Task statement ::
Determine how many lines in the material hold the string "hard", then reply with that number only.
▬▬▬
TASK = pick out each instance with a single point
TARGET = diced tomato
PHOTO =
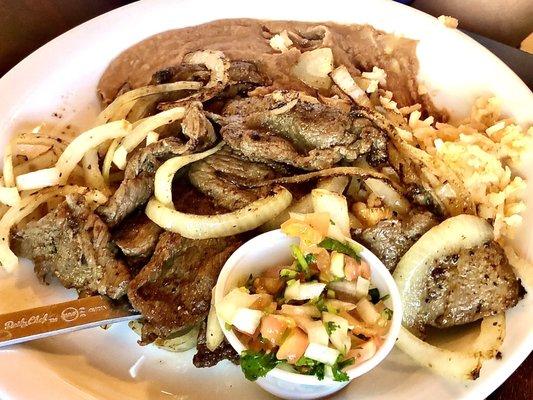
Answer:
(322, 258)
(304, 231)
(319, 221)
(273, 328)
(293, 348)
(354, 269)
(273, 272)
(268, 285)
(263, 302)
(364, 352)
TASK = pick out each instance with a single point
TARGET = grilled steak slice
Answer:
(137, 236)
(206, 358)
(465, 287)
(73, 244)
(389, 240)
(138, 183)
(215, 176)
(131, 194)
(173, 291)
(310, 136)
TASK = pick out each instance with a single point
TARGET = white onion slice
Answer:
(86, 141)
(38, 179)
(448, 363)
(211, 226)
(9, 196)
(449, 237)
(123, 104)
(388, 195)
(140, 131)
(165, 174)
(8, 174)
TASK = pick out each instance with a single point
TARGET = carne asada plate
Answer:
(135, 165)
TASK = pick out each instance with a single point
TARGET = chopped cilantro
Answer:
(387, 313)
(288, 273)
(335, 245)
(345, 363)
(308, 366)
(374, 295)
(310, 258)
(320, 303)
(305, 361)
(331, 327)
(338, 374)
(257, 364)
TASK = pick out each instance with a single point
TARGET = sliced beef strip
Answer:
(73, 244)
(206, 358)
(138, 184)
(137, 236)
(216, 174)
(389, 240)
(467, 286)
(310, 136)
(173, 291)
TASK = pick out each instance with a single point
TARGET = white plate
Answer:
(61, 78)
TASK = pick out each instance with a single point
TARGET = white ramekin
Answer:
(271, 249)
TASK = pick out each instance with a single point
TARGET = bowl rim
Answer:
(353, 372)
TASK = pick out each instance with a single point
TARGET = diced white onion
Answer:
(247, 320)
(344, 80)
(230, 303)
(211, 226)
(336, 206)
(321, 353)
(337, 264)
(361, 289)
(151, 137)
(313, 68)
(304, 291)
(367, 311)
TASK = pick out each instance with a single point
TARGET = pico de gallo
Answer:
(318, 315)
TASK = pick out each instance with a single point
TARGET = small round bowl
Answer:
(271, 249)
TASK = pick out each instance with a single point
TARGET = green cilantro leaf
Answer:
(335, 245)
(331, 327)
(257, 364)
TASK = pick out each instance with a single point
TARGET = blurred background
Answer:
(502, 26)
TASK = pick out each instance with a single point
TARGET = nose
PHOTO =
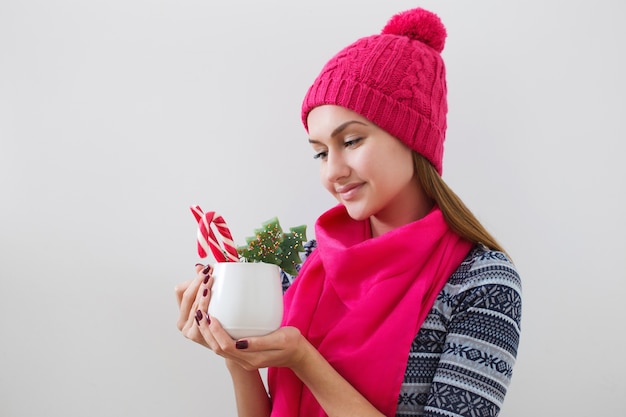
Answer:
(336, 167)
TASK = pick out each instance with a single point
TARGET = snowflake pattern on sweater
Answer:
(461, 361)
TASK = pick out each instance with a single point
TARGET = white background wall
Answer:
(116, 115)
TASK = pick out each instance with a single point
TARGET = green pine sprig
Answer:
(271, 245)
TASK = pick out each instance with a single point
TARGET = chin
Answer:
(357, 213)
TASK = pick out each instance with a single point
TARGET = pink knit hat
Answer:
(395, 79)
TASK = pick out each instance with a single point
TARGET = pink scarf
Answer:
(360, 301)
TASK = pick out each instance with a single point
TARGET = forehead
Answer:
(322, 120)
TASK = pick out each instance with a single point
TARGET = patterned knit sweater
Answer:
(461, 361)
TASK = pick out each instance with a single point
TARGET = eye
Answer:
(352, 142)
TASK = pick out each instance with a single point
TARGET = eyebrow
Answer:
(340, 129)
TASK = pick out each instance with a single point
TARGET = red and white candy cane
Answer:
(207, 240)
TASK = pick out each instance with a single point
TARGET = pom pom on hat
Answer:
(395, 79)
(420, 25)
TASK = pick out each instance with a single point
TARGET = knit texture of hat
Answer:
(395, 79)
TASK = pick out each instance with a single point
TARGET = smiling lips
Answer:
(348, 191)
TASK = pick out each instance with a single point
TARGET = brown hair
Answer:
(455, 212)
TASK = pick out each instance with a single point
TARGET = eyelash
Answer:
(346, 144)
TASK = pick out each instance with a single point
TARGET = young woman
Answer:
(405, 304)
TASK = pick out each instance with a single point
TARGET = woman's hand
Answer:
(283, 347)
(188, 295)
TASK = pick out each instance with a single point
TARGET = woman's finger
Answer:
(189, 296)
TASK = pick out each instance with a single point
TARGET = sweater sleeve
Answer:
(480, 346)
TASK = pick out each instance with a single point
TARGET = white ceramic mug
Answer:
(247, 298)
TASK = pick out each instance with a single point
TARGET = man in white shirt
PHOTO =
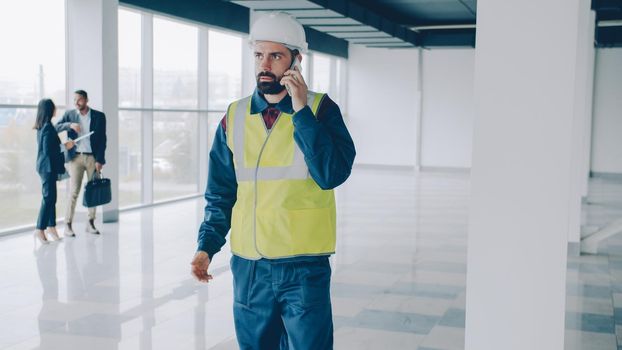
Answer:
(89, 153)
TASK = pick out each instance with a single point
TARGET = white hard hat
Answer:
(279, 27)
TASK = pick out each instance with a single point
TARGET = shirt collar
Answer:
(259, 103)
(87, 115)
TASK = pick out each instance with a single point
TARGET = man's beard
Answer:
(269, 87)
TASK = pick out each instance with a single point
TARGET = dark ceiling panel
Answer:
(423, 12)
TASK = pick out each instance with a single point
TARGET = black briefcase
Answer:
(97, 191)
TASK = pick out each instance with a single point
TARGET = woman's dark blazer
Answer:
(49, 155)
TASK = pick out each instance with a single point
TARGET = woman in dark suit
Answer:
(50, 164)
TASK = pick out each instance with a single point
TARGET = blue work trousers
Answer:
(282, 305)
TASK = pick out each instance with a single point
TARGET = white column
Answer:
(589, 104)
(93, 65)
(147, 103)
(203, 144)
(525, 67)
(582, 117)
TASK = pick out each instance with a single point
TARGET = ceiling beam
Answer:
(369, 18)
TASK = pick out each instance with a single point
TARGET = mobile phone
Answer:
(295, 66)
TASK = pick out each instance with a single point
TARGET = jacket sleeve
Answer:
(47, 148)
(63, 123)
(220, 195)
(326, 143)
(100, 155)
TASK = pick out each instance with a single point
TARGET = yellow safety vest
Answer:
(280, 210)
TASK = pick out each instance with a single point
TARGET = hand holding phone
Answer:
(297, 67)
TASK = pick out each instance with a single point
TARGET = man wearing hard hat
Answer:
(276, 157)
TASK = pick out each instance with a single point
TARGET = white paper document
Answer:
(83, 136)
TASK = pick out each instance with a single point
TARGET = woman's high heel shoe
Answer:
(54, 235)
(41, 236)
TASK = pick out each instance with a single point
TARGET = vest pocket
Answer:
(312, 230)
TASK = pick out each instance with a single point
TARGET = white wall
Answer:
(448, 109)
(382, 104)
(522, 149)
(607, 117)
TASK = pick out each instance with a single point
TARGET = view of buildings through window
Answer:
(174, 112)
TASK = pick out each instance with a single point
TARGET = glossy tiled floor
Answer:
(398, 282)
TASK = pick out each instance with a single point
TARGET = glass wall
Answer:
(129, 58)
(130, 122)
(225, 73)
(175, 113)
(165, 96)
(33, 67)
(175, 154)
(321, 73)
(175, 64)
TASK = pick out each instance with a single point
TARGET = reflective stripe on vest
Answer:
(280, 211)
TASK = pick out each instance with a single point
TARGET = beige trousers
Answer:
(76, 168)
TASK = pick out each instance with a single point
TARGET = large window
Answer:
(175, 154)
(129, 58)
(130, 122)
(33, 62)
(130, 161)
(321, 73)
(175, 64)
(225, 73)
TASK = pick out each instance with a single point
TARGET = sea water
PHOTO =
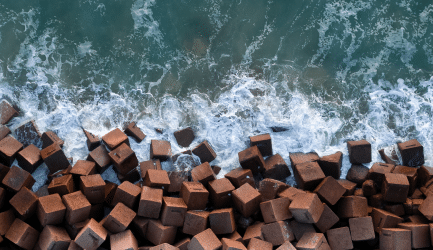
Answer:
▬▬▬
Reply to the task ::
2